After two weeks without a response, it sure seems like the RfC is being ignored. The foundation appears to be spending movement resources on 'branding exercises', despite the ongoing RfC. Without Sänger's repeated criticisms of off-wiki actions you wouldn't be here to tell us a response is being planned, which means that they've achieved something. I agree that a calm discussion flows more smoothly than a heated one - certainly, I've taken a long time to write this reply. So I think that brings me back to my first question - how can we discuss things in a way that is both calm, and gets results?
I'd like to discuss the problems in the previous FAQ, like the way I had to correct a misleading presentation of community sentiment[11], before the new one is created. I realize this sort of thing is a hard conversation to have, so how do we get to the point where we can do it in a collegial way, rather than having the WMF staff go off to repeat the prior mistake of discussing things off-wiki, and then coming out with something that is torn apart on-wiki? That's the FLOW process, a process that didn't benefit anyone. What's the equivalent of the Talk Pages Project for Branding? TomDotGov (talk) 16:45, 14 March 2020 (UTC)Reply
Da ich augenscheinlich auf Englisch zu harsch rüber komme, werde ich künftig nur noch auf Deutsch schreiben.
Ich stehe zu meiner Beurteilung der versteckten Hinterzimmer und der Diskussionen auf datenschutztechnisch absolut inakzeptablen Seiten wie Facebook. Beides zeugt meiner Meinung nach von einem großen Mangel an Respekt und ist das Gegenteil von zivilisiert. Wir sind hier im Wikiversum, alles wichtige passiert hier on-wiki. Allein für reine Softwarewartungssachen gibt es Speziallösungen wie Phabricator oder Gerrit. Nur für datenschutzsensitive Admin- und Steward-Sachen sind auch versteckte Orte wie private Wikis oder IRC-Kanäle zulässig. Und für eher langsame Kommunikation gibt es da noch die tradierten Mailinglisten. Sonst gibt es nur on-wiki, oder es ist belanglos. Selbst bei RL-Treffen wie der Wikimania sind nur Sachen, die auch asap im Wiki veröffentlicht werden valide Sachen.

**STATED TASK 1**
Show every line of the records below that contains the string "cathedral". Case counts.

**THE RECORDS**
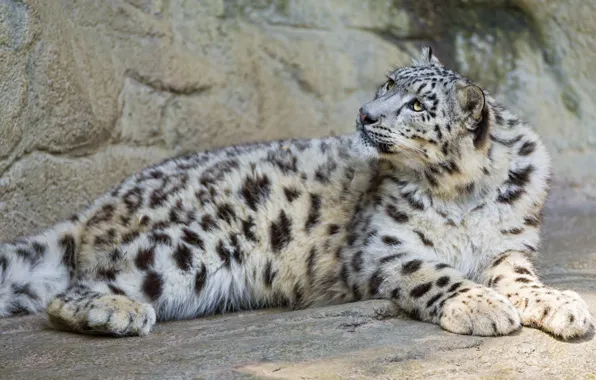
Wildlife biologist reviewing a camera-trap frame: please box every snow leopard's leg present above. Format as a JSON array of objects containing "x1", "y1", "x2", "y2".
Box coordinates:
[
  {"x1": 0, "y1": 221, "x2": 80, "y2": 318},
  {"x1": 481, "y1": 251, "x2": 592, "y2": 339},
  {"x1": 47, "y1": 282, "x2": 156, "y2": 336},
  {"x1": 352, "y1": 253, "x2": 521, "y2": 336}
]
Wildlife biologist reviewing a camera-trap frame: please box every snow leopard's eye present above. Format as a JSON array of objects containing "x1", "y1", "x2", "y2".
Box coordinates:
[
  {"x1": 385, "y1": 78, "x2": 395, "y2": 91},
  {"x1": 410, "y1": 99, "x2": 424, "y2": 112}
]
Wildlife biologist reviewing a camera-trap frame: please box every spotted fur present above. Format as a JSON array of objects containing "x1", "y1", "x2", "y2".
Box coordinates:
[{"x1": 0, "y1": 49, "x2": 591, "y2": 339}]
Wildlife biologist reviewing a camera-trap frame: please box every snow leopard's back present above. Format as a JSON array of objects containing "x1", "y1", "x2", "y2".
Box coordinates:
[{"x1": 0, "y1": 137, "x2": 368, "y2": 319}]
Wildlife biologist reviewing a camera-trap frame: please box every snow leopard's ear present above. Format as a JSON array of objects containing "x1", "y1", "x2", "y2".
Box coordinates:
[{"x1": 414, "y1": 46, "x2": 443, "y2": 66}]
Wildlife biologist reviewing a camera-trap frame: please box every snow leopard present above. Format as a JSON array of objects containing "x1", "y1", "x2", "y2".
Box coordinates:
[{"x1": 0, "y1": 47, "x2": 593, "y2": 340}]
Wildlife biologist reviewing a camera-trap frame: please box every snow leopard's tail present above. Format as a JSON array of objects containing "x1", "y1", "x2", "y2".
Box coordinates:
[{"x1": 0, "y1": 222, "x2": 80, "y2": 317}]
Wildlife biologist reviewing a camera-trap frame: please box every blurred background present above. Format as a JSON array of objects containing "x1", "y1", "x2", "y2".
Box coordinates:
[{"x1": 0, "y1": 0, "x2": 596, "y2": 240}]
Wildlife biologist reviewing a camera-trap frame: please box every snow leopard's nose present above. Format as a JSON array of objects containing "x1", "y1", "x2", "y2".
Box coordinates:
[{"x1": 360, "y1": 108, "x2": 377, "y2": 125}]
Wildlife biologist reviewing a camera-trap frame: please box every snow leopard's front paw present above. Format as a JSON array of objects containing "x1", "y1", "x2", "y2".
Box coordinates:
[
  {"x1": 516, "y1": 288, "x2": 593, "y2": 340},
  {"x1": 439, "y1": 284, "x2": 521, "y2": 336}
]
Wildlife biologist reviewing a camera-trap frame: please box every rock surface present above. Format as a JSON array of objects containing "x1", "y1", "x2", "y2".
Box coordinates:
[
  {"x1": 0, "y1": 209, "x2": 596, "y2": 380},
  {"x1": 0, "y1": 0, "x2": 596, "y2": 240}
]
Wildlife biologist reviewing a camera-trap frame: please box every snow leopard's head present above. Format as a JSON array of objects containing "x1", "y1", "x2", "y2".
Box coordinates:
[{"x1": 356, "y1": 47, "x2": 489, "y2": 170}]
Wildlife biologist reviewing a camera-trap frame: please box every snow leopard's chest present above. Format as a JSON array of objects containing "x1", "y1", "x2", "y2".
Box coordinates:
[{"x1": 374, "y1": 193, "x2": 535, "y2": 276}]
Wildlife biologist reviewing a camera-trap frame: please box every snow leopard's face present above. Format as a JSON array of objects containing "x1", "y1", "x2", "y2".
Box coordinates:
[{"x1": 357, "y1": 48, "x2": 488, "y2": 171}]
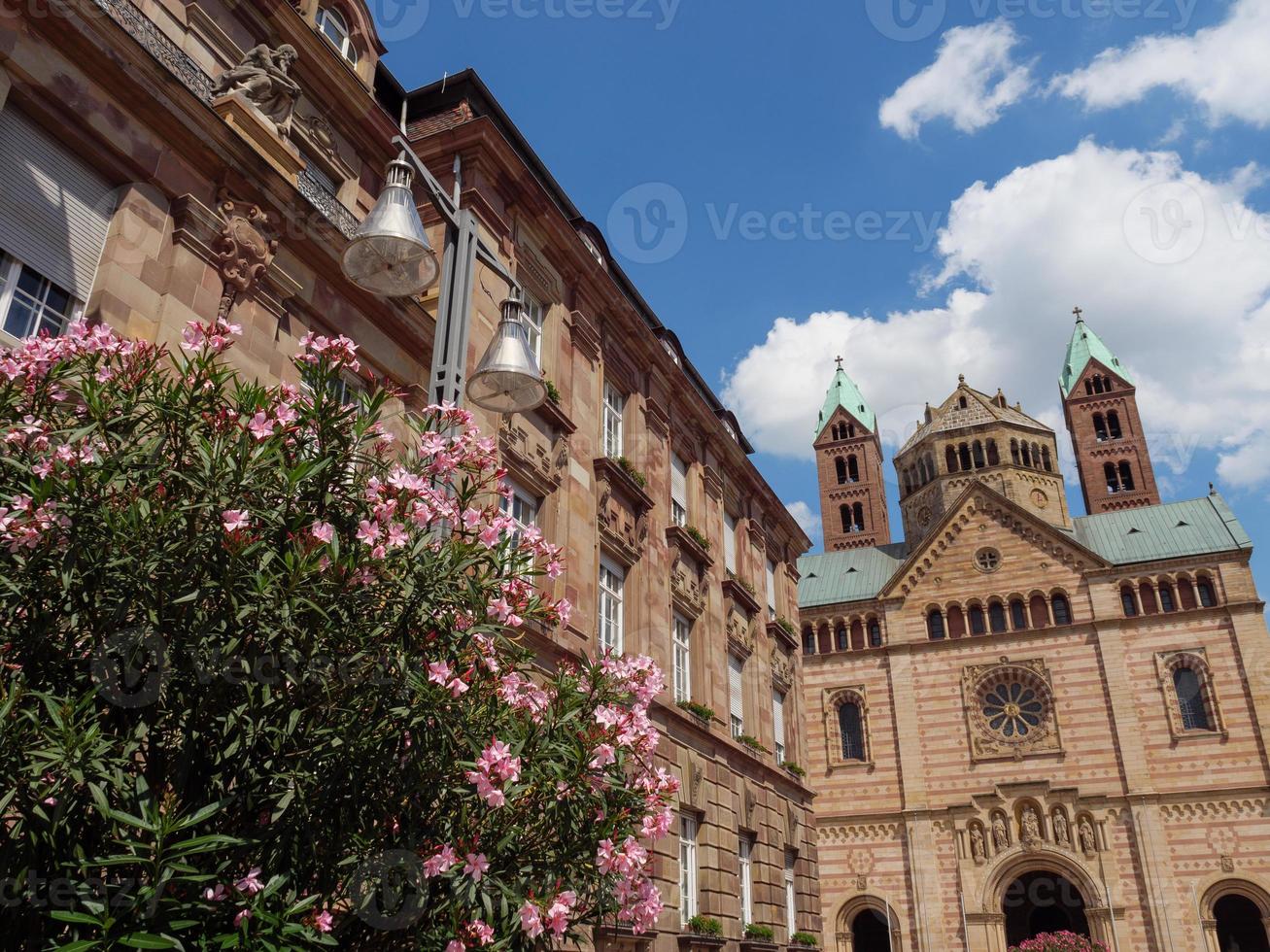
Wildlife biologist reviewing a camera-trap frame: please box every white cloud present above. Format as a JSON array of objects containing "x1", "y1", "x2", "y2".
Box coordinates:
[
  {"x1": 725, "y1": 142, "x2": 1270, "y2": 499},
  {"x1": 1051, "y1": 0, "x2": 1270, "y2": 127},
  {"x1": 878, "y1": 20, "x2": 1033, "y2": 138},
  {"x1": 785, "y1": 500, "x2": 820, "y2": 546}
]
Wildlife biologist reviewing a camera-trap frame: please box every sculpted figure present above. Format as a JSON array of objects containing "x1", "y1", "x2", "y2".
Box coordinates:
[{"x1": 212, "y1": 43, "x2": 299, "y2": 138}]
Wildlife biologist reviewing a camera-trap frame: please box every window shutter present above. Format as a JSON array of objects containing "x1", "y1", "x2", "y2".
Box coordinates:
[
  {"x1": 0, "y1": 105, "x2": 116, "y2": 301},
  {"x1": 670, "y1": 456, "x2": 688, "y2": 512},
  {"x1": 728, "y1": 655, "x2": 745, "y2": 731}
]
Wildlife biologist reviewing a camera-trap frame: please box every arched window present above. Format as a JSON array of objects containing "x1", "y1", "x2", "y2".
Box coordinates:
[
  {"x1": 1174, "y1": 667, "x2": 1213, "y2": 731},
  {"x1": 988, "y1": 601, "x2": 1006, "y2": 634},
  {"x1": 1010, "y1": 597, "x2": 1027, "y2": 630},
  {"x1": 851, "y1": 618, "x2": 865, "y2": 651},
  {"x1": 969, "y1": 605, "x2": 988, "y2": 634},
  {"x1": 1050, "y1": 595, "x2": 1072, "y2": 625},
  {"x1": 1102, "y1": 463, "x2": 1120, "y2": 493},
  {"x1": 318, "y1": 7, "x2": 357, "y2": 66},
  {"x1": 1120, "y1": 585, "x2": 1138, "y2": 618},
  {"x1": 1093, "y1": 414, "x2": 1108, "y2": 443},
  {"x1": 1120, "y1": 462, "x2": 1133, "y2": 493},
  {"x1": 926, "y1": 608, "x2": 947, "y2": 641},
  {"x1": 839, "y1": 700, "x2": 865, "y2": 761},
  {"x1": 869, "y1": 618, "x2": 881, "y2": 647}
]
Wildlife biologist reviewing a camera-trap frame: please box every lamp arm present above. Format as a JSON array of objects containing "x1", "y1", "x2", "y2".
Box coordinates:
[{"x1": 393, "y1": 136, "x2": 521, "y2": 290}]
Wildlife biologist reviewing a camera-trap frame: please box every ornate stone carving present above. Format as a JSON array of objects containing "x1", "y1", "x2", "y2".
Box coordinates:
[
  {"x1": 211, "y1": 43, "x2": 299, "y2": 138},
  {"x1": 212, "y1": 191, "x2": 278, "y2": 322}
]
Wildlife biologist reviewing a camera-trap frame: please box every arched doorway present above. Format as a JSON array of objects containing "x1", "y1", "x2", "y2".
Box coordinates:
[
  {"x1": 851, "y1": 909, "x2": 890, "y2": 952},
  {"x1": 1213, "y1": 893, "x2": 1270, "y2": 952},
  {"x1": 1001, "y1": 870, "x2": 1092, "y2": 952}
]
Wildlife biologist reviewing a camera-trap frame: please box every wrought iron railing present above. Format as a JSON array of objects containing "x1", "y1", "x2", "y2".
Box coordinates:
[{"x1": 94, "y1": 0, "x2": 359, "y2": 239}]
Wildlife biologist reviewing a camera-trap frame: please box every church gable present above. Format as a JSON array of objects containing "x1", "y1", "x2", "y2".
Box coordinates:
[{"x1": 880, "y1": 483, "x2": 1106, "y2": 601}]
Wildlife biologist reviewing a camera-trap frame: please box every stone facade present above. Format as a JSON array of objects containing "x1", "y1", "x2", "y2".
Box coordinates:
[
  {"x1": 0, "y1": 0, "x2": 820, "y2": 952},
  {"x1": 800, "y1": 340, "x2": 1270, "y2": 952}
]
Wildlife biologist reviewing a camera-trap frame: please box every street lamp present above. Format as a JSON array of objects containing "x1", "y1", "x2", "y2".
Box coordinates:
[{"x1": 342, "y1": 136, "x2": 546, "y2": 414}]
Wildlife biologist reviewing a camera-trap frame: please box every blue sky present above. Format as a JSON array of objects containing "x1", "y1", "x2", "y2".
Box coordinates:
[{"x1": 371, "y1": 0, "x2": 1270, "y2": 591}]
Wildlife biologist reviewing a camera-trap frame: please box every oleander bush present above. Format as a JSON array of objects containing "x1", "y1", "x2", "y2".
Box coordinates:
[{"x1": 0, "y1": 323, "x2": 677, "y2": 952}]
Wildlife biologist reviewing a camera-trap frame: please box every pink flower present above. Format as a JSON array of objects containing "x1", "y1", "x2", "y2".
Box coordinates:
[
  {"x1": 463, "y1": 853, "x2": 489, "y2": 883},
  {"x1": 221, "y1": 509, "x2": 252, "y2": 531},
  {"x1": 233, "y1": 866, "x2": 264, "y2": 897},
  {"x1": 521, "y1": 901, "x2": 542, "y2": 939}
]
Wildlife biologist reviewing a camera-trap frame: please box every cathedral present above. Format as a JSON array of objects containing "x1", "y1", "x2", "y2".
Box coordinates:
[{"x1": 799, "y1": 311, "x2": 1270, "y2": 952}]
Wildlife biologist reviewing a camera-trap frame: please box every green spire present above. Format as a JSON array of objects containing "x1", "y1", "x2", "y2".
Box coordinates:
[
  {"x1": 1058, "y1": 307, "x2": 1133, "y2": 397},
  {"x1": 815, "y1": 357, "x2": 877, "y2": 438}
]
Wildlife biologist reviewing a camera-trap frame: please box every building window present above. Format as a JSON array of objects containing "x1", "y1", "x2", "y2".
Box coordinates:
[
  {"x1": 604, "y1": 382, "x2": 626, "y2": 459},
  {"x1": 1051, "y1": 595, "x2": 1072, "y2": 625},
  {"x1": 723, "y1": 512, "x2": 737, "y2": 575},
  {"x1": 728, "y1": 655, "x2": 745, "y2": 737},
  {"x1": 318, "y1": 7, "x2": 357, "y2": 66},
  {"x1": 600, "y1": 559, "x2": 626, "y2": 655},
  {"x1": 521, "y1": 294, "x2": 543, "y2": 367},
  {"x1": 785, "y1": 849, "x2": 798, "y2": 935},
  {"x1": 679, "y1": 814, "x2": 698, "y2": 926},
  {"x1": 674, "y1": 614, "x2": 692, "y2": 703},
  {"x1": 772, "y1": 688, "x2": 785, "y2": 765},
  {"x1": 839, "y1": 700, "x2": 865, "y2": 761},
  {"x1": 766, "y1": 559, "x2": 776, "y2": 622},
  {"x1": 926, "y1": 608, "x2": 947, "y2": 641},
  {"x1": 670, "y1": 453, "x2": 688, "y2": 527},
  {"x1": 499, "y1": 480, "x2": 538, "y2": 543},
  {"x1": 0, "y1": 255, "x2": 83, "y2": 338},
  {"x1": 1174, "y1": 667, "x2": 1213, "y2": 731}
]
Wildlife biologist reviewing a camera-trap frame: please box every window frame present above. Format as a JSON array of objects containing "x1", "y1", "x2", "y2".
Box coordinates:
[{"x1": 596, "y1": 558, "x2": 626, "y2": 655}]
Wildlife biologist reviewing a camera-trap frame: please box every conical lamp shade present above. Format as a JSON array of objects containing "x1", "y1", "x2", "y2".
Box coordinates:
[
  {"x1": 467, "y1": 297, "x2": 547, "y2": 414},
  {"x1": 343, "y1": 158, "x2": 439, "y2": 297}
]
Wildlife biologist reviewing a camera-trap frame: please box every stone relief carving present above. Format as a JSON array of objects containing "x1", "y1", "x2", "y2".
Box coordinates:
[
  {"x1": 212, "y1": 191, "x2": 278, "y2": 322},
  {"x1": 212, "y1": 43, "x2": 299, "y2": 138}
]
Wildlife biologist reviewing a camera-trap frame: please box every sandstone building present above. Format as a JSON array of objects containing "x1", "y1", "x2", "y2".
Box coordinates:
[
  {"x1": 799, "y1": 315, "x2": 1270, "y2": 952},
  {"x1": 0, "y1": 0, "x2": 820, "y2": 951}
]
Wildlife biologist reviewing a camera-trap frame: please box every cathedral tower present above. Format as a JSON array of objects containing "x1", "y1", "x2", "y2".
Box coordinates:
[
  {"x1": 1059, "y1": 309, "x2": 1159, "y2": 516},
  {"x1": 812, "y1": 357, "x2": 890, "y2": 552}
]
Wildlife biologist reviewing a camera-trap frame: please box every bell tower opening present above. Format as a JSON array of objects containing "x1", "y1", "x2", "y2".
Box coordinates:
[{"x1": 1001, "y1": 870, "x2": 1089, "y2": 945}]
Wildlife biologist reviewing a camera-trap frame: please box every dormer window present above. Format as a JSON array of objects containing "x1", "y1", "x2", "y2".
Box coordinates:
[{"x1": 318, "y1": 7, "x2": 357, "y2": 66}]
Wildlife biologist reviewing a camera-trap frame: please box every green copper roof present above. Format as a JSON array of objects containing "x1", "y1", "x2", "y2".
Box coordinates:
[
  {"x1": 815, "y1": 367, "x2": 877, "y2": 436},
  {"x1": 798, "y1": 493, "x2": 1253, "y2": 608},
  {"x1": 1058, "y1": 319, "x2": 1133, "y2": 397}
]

**STATED TASK 2**
Quote the entire talk page discussion above, word for word.

**CORRECT ANSWER 1**
Wildlife biologist reviewing a camera-trap frame: please box every cathedral present above. Format as a JSON array of objects containing "x1", "y1", "x2", "y2".
Wildlife biologist reviewing a camera-trap frame: please box every cathedral tower present above. Format as a JSON array of objects containing "x1", "y1", "x2", "y2".

**CORRECT ANSWER 2**
After two weeks without a response, it sure seems like the RfC is being ignored. The foundation appears to be spending movement resources on 'branding exercises', despite the ongoing RfC. Without Sänger's repeated criticisms of off-wiki actions you wouldn't be here to tell us a response is being planned, which means that they've achieved something. I agree that a calm discussion flows more smoothly than a heated one - certainly, I've taken a long time to write this reply. So I think that brings me back to my first question - how can we discuss things in a way that is both calm, and gets results?
I'd like to discuss the problems in the previous FAQ, like the way I had to correct a misleading presentation of community sentiment[11], before the new one is created. I realize this sort of thing is a hard conversation to have, so how do we get to the point where we can do it in a collegial way, rather than having the WMF staff go off to repeat the prior mistake of discussing things off-wiki, and then coming out with something that is torn apart on-wiki? That's the FLOW process, a process that didn't benefit anyone. What's the equivalent of the Talk Pages Project for Branding? TomDotGov (talk) 16:45, 14 March 2020 (UTC)Reply
Da ich augenscheinlich auf Englisch zu harsch rüber komme, werde ich künftig nur noch auf Deutsch schreiben.
Ich stehe zu meiner Beurteilung der versteckten Hinterzimmer und der Diskussionen auf datenschutztechnisch absolut inakzeptablen Seiten wie Facebook. Beides zeugt meiner Meinung nach von einem großen Mangel an Respekt und ist das Gegenteil von zivilisiert. Wir sind hier im Wikiversum, alles wichtige passiert hier on-wiki. Allein für reine Softwarewartungssachen gibt es Speziallösungen wie Phabricator oder Gerrit. Nur für datenschutzsensitive Admin- und Steward-Sachen sind auch versteckte Orte wie private Wikis oder IRC-Kanäle zulässig. Und für eher langsame Kommunikation gibt es da noch die tradierten Mailinglisten. Sonst gibt es nur on-wiki, oder es ist belanglos. Selbst bei RL-Treffen wie der Wikimania sind nur Sachen, die auch asap im Wiki veröffentlicht werden valide Sachen.